• _Assigned task_
Take the line that contains "Dataset curation — object class: green bottle" and each line after it in the material below, and transcribe them exactly, stopping at the end.

• _Dataset records_
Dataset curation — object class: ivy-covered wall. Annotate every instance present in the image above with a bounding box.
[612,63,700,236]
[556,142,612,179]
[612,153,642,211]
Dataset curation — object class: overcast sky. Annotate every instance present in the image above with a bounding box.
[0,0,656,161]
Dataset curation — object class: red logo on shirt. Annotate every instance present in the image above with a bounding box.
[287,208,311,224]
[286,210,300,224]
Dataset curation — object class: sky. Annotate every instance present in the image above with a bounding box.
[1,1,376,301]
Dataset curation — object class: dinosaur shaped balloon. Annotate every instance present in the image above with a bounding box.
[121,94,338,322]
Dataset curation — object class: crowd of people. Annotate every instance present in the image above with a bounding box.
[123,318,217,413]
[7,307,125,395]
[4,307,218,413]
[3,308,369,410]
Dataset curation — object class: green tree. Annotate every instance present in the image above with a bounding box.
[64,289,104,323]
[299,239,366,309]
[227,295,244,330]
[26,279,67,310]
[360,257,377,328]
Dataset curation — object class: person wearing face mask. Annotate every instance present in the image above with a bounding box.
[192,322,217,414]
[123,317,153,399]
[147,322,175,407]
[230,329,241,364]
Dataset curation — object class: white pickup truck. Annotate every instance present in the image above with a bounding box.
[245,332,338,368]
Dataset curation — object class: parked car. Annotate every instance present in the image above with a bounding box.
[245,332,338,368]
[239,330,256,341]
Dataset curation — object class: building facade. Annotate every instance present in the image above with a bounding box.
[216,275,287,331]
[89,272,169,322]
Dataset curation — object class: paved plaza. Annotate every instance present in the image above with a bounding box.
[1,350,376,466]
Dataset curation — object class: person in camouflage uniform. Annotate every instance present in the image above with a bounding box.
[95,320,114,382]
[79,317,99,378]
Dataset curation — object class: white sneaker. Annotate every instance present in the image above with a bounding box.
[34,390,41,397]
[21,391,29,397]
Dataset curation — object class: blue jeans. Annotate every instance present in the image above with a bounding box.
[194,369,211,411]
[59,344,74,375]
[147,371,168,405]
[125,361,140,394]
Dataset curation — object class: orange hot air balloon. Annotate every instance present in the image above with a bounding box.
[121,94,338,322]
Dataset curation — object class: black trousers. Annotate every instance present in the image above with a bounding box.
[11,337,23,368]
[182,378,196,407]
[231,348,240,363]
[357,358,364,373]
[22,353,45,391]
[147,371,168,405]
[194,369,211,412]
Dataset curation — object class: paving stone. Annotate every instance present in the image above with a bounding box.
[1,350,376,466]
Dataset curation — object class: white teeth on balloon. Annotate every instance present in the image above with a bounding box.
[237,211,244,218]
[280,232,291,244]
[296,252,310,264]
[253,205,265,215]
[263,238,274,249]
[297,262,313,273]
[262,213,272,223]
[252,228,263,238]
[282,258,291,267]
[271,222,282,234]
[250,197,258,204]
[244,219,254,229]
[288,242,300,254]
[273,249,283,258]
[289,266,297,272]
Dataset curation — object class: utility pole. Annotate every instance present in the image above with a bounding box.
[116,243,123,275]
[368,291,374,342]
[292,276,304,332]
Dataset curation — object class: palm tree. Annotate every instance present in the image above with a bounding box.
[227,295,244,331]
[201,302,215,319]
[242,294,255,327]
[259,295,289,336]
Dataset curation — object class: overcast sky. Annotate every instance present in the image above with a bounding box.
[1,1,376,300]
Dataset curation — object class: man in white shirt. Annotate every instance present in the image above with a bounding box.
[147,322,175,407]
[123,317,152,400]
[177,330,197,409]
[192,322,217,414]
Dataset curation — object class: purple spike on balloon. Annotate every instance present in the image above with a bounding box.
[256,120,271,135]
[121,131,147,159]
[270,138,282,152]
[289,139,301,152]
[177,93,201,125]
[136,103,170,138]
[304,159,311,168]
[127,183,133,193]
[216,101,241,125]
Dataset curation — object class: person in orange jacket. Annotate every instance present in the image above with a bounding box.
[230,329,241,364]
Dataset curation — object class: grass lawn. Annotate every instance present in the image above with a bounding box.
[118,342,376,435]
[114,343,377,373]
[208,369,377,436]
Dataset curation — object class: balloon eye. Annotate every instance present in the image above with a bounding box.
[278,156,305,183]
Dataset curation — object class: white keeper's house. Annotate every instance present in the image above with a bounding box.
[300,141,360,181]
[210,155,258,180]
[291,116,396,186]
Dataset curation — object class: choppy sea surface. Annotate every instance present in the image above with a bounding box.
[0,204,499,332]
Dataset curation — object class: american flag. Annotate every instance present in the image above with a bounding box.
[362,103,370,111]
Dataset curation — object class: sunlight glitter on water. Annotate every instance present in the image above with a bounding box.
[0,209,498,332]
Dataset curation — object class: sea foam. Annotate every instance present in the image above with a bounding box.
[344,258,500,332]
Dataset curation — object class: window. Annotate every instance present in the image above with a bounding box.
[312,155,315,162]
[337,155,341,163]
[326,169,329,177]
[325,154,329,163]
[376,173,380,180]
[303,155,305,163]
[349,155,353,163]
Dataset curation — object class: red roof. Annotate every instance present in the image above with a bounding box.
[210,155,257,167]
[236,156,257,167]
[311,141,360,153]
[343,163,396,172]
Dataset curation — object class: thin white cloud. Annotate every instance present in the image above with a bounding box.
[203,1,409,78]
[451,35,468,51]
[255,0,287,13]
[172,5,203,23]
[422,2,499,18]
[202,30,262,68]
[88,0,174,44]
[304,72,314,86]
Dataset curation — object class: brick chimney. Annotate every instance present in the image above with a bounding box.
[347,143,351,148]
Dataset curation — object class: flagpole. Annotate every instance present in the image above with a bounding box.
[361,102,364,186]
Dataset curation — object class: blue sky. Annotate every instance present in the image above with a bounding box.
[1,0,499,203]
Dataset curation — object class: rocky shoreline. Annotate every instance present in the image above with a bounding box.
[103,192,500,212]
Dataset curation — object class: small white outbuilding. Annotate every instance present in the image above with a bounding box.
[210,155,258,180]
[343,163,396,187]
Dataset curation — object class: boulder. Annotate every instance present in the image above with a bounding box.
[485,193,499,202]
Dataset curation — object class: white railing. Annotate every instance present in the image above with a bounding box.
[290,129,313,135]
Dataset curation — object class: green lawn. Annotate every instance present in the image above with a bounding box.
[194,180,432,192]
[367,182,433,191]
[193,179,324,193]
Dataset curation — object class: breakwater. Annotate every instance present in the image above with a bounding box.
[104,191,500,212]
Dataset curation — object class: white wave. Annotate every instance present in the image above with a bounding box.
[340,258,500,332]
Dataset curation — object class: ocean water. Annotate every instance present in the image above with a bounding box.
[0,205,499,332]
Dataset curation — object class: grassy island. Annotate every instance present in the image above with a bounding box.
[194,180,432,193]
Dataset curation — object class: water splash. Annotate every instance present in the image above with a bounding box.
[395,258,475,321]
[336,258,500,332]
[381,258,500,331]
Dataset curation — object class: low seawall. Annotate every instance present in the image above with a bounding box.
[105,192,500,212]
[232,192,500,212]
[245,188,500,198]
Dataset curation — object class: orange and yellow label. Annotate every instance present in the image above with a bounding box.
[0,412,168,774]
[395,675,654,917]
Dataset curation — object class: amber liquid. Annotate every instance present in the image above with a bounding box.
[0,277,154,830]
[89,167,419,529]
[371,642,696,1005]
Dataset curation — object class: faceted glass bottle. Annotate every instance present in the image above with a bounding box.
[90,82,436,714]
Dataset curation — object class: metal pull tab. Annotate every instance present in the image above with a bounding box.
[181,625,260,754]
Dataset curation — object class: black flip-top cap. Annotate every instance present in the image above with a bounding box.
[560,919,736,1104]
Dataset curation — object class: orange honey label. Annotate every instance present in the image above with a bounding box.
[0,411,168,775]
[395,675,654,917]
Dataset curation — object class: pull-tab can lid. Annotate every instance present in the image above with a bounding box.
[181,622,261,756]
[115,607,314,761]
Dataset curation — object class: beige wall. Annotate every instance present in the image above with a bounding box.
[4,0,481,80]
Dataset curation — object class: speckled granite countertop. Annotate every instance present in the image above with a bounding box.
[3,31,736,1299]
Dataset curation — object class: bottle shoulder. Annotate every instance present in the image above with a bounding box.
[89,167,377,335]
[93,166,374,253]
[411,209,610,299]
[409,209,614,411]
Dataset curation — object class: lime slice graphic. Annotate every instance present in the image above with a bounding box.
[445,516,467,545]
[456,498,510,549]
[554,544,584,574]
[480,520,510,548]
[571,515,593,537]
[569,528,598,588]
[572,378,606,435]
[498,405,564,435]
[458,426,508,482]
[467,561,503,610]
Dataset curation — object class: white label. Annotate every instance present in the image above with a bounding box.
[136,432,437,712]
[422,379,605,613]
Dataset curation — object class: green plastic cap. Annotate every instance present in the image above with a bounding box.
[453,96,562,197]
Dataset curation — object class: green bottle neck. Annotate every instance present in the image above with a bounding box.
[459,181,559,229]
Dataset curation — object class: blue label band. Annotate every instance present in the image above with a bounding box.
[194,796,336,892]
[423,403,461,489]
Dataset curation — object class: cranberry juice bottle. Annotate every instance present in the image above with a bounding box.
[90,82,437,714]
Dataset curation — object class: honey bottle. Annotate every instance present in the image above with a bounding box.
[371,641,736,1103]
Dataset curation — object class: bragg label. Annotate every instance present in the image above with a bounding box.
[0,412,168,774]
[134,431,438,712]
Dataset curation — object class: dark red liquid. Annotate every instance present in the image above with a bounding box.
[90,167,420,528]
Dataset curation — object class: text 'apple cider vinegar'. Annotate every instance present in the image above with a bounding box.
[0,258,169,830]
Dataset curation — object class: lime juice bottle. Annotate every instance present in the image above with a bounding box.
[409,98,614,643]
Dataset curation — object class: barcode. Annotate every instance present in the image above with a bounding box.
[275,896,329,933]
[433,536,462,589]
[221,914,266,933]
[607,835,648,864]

• _Result of this task_
Dataset curation — object class: green bottle neck. Annotate every instance present in the image above with a bounding box.
[459,181,559,229]
Dataset curation — object class: blue label band. Annotate every instance present in the image above with a bounding box.
[194,796,336,892]
[423,403,461,489]
Dataset curation — object class: cranberry juice bottle. Annotate every instance present in the image above with a bounding box.
[90,82,437,714]
Dataset curation — object class: honey bottle. Annotate every instance present in the image above with a bounding box.
[371,641,736,1103]
Dataset curation — object class: bragg label. Annotate every instance present in the image above with a bounding box.
[0,412,168,774]
[134,431,438,712]
Dataset curation — object class: dark red liquid. Annotate every instance present in the image above with a bounding box.
[90,167,420,528]
Dataset curation — object class: text 'apple cider vinegar'. Annotate every instance present in the image above with a bounding box.
[0,258,169,830]
Dataset curation — object class: lime juice bottle. Annotate every instance present in the image above with a bounding box.
[409,98,614,643]
Dataset curation — object class: barcode. Annotate every instance present in the image above with a bounding box.
[275,896,329,933]
[433,536,462,589]
[221,914,266,933]
[607,835,648,864]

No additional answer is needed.